● **ФРАГМЕНТ ДОКУМЕНТА**
——

Старый нацист и новые мы
Документальный фильм об Иване Демьянюке и российская действительность
14 февраля 2020
Про дело Ивана Демьянюка, жителя Кливленда, обвиненного в том, что он — скрывающийся нацистский преступник, изувер из лагеря смерти Треблинка по кличке Иван Грозный, я узнала только во время последнего суда над ним — в Германии в 2009 году. Помню телевизионную картинку — совершенно беспомощного на вид (ему тогда был девяносто один год) старика катят на коляске и держат над ним кислородный баллон.
Никакого мстительного чувства у меня эта картинка не вызвала. Хотя обычно просто от слова «Треблинка» меня трясет.
Но старик на каталке, казалось, уже не имел к этому отношения, его история была не про преступление и наказание, а про что-то другое.
Вышедший на онлайн-платформе Netflix документальный фильм The Devil Neхt Door («Дьявол по соседству»), снятый режиссерами Йосси Блохом и Даниэль Сиваном — именно про это «другое». Не про «был ли пожилой работник завода «Форд» и примерный семьянин Иван Демьянюк садистом из Треблинки Иваном Грозным?», а про царапающие вопросы, образующиеся у нас в голове и вообще в воздухе в связи с такими историями.
Их в этом пятисерийном документальном фильме множество. В газетной колонке все не затронешь. Могу только посоветовать его посмотреть. Это умное по замыслу и по исполнению зрелище, ни на минуту не назидательное и не затянутое.
Но две вещи продолжают беспокоить меня до сих пор, хотя посмотрела фильм я неделю назад и успела множество раз его обсудить. И о них хочу написать здесь.

——

● **ИСХОДНЫЕ ДАННЫЕ**
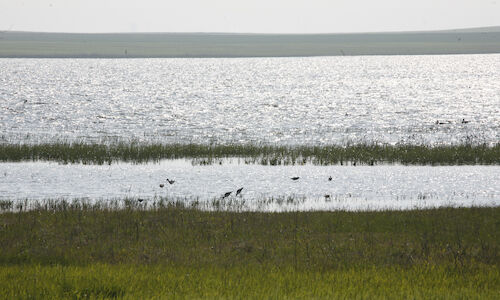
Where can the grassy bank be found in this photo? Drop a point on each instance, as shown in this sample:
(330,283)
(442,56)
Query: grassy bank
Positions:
(66,250)
(130,45)
(261,154)
(255,282)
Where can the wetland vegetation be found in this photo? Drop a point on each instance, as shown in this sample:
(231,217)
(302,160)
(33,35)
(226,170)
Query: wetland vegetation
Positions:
(61,249)
(366,154)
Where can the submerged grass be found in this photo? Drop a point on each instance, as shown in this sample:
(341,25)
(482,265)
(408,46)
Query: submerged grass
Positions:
(261,154)
(79,250)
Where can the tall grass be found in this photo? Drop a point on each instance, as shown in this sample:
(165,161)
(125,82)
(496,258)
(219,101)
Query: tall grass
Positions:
(108,281)
(95,250)
(262,154)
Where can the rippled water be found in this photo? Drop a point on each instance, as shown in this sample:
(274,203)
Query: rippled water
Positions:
(321,100)
(351,188)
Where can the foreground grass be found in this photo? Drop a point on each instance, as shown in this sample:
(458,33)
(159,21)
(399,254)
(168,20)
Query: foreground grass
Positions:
(81,250)
(261,154)
(256,282)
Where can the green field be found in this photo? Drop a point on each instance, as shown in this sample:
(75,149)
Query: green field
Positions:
(81,250)
(130,45)
(254,154)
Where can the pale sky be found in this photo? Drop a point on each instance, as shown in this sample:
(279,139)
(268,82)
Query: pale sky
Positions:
(256,16)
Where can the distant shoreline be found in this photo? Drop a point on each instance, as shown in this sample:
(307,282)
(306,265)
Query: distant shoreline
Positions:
(213,45)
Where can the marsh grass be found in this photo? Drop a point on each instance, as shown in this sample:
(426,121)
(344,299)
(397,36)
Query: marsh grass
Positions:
(79,249)
(363,154)
(108,281)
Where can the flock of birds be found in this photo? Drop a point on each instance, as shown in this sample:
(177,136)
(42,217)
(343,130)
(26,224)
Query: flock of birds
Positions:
(238,191)
(449,122)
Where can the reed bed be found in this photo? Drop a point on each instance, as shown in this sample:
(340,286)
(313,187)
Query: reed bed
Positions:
(79,249)
(362,154)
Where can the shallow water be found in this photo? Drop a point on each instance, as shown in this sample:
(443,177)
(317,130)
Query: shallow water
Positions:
(319,100)
(351,188)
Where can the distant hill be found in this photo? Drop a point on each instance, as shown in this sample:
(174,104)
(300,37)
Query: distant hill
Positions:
(123,45)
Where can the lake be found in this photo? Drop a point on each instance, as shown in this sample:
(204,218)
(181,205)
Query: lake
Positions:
(314,100)
(430,100)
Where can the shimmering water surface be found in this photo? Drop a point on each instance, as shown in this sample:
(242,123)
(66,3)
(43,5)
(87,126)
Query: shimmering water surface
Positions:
(314,101)
(351,188)
(321,100)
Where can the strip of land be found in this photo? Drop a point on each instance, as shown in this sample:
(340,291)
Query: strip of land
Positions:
(143,45)
(78,250)
(254,154)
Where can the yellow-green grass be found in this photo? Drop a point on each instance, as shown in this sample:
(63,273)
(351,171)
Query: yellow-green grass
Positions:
(77,250)
(368,154)
(253,282)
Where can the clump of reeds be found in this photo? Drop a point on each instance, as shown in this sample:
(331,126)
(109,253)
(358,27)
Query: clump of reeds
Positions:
(362,154)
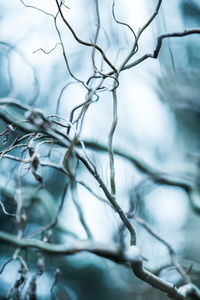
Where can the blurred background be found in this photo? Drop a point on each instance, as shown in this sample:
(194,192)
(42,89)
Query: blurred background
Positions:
(158,111)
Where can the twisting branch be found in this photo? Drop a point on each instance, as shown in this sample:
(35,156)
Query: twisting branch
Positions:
(130,255)
(83,42)
(159,45)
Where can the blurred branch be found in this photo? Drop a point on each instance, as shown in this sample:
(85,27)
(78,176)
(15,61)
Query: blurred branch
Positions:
(113,252)
(159,45)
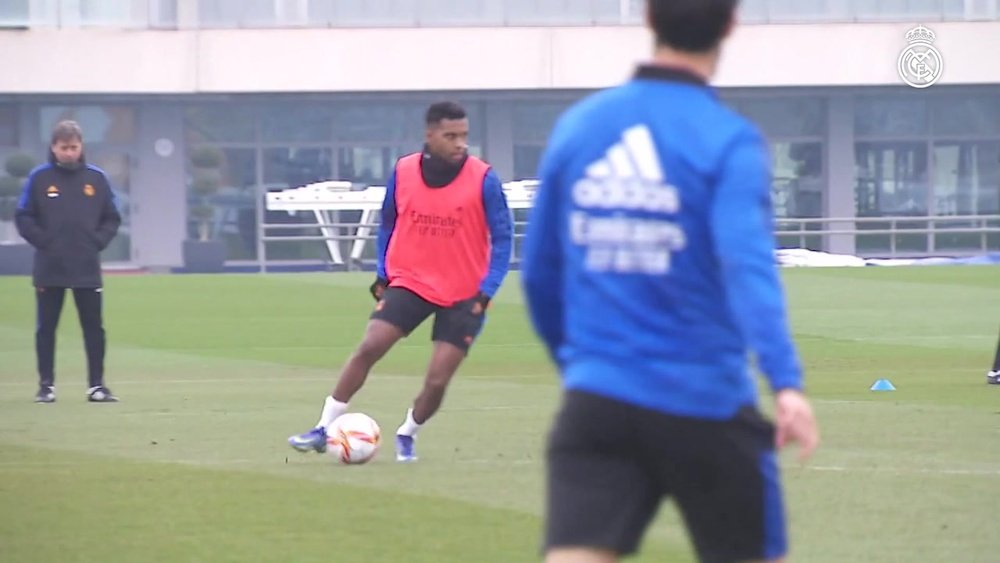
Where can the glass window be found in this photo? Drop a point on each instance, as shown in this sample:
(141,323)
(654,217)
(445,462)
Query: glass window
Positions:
(237,13)
(163,13)
(891,178)
(8,126)
(368,165)
(395,124)
(15,13)
(380,122)
(967,178)
(294,167)
(100,124)
(533,121)
(296,122)
(786,117)
(105,12)
(456,12)
(798,182)
(890,116)
(219,122)
(964,115)
(899,10)
(231,209)
(526,160)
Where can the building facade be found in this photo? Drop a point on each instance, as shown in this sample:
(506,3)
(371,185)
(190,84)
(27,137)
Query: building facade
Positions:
(294,91)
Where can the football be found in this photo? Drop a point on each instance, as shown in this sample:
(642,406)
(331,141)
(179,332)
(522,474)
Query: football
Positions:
(353,438)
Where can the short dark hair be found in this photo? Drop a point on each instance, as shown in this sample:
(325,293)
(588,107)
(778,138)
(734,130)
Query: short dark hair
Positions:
(443,110)
(66,131)
(693,26)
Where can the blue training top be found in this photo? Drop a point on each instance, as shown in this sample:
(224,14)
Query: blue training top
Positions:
(648,264)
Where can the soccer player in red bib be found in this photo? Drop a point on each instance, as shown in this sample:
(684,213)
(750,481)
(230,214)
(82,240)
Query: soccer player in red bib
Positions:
(443,249)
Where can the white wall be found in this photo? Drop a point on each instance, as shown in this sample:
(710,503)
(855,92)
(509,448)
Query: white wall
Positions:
(123,61)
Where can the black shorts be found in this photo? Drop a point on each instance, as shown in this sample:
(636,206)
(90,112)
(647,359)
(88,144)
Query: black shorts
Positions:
(610,464)
(406,310)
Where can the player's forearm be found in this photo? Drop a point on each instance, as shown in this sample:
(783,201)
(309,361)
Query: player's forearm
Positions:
(500,249)
(757,302)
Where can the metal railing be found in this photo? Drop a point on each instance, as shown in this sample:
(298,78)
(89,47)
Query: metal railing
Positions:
(895,236)
(869,237)
(216,14)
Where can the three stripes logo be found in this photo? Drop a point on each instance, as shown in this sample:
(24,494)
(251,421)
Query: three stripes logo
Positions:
(624,208)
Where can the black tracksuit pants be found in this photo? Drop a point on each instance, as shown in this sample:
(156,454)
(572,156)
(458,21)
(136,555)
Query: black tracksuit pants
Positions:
(49,302)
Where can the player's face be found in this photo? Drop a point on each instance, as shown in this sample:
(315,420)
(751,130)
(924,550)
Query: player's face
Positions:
(449,139)
(67,152)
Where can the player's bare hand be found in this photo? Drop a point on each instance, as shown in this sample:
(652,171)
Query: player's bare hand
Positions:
(377,289)
(796,422)
(479,304)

——

● **ЗАДАНИЯ**
1 – Перепишите фрагмент заметки о фильме «Дьявол по соседству» от «Вышедший на онлайн-платформе» до «и не затянутое.» включительно, заменив «пятисерийном» на «многосерийном».
2 – Ответьте по заметке о фильме «Дьявол по соседству» на следующие вопросы:
(a) В какой стране и в каком году проходил суд над Иваном Демьянюком, во время которого автор узнала о его деле?
(b) Кто снял фильм The Devil Next Door?
(c) Из скольких серий состоит этот фильм?

● **ОТВЕТЫ**
1 –
Вышедший на онлайн-платформе Netflix документальный фильм The Devil Neхt Door («Дьявол по соседству»), снятый режиссерами Йосси Блохом и Даниэль Сиваном — именно про это «другое». Не про «был ли пожилой работник завода «Форд» и примерный семьянин Иван Демьянюк садистом из Треблинки Иваном Грозным?», а про царапающие вопросы, образующиеся у нас в голове и вообще в воздухе в связи с такими историями.
Их в этом многосерийном документальном фильме множество. В газетной колонке все не затронешь. Могу только посоветовать его посмотреть. Это умное по замыслу и по исполнению зрелище, ни на минуту не назидательное и не затянутое.

2 –
(a) В Германии, в 2009 году.
(b) Режиссеры Йосси Блох и Даниэль Сиван.
(c) Из пяти серий.